Stored data entries:
<<<<
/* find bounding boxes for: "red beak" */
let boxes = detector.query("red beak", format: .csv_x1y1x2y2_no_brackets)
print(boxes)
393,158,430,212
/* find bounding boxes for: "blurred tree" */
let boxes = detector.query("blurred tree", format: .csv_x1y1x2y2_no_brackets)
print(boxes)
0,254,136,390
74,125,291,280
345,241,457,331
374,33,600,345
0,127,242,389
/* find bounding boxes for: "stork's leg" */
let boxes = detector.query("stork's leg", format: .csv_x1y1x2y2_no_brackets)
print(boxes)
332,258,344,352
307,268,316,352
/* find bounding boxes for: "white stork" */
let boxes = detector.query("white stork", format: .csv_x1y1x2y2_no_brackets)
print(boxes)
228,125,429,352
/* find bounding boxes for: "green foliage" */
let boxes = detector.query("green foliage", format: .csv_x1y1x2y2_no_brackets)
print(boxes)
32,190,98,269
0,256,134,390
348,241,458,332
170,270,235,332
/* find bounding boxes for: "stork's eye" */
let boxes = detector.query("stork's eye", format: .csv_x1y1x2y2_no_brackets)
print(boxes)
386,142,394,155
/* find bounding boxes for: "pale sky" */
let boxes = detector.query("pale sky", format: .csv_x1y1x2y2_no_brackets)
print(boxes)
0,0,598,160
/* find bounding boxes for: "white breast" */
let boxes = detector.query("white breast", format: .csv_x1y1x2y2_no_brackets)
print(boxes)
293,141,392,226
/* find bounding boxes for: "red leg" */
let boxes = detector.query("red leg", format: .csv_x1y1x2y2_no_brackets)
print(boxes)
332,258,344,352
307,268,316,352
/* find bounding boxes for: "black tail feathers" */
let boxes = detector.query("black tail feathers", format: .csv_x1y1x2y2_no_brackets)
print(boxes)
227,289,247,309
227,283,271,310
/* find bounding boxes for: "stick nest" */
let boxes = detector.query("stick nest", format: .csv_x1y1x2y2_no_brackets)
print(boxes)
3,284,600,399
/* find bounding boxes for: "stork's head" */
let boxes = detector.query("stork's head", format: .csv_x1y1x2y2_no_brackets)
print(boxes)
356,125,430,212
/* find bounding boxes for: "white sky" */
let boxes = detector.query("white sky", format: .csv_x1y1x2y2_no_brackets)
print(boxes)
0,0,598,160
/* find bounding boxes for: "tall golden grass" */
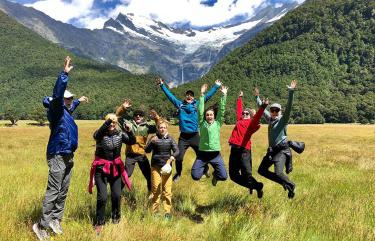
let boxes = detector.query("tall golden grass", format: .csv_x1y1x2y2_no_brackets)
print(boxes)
>>>>
→ **WHAT TO DO**: Transcribe every entry exactly. Leave out the pictures.

→ **TASK OUTPUT**:
/* find bounding boxes for: "red beak" */
let boxes = detector.query("red beak", format: .csv_x1y1x2y2_no_brackets)
print(boxes)
393,158,430,212
/* find bounding boxes for: "blurred tree" */
let boxes = detector.query("blurred tree", format: .csv_x1y1x2y2_no_brackets)
print(boxes)
0,254,136,390
74,125,291,280
345,241,457,331
374,33,600,345
0,127,242,389
/* find bounding boxes for: "stork's leg" */
let boxes = detector.query("stork's leg", format: .csv_x1y1x2y2_no_brackets)
print(boxes)
332,258,344,352
307,268,316,352
/* find bounding boxes for: "white stork" */
let boxes = detector.query("white stork", format: .csv_x1y1x2y2_no_brackets)
print(boxes)
228,125,429,352
/* find bounding boxes for: "green foliage" */
let boxes = detector.query("green foliage", format: .csv_x1y1x2y2_no_brackets)
print(boxes)
32,190,98,269
0,256,134,390
348,241,458,332
170,270,235,332
/* find bounding boxes for: "stork's eye" */
let boxes = detector.query("stork's eye", format: .csv_x1y1x2y2_no_brackets)
print(boxes)
386,142,394,155
/* find bounding boxes for: "pale sky" */
let boxes = detector.query("pale sky", format: .csv_x1y1x2y2_no_brackets)
print(boxes)
0,0,598,160
/* find bounding boxes for: "white breast" */
let boxes = detector.query("white breast", format: .csv_x1y1x2y2_no_brackets)
print(boxes)
293,141,392,226
/* find bounding boxes for: "red leg" */
let boxes = detector.query("red leg", format: .csv_x1y1x2y2_no_brackets)
print(boxes)
332,258,344,352
307,268,316,352
/* find bounding boxes for: "black tail feathers" */
let boxes = detector.query("black tail feathers", format: .csv_x1y1x2y2_no_brackets)
print(boxes)
227,289,247,309
227,283,271,310
/* find bounding boxes for: "stick nest" */
let boxes = detector.query("stick nest", format: .csv_x1y1x2y2_no_brackets)
print(boxes)
3,284,600,399
/* find bounding boxes for: "stork's head" */
let boxes = detector.query("stork's head", format: .csv_x1y1x2y2_no_brackets)
print(boxes)
356,125,430,212
/* find bounding boxes for: "white sky" */
let boxes = detector.query("white sky", format: .csv_x1y1x2y2_no_brackets)
print(boxes)
0,0,598,160
/* find bounding boxes for: "tall golden grass" */
let boxes = detector.query("tall golden grass", format: .csv_x1y1x2y2_no_brackets)
print(boxes)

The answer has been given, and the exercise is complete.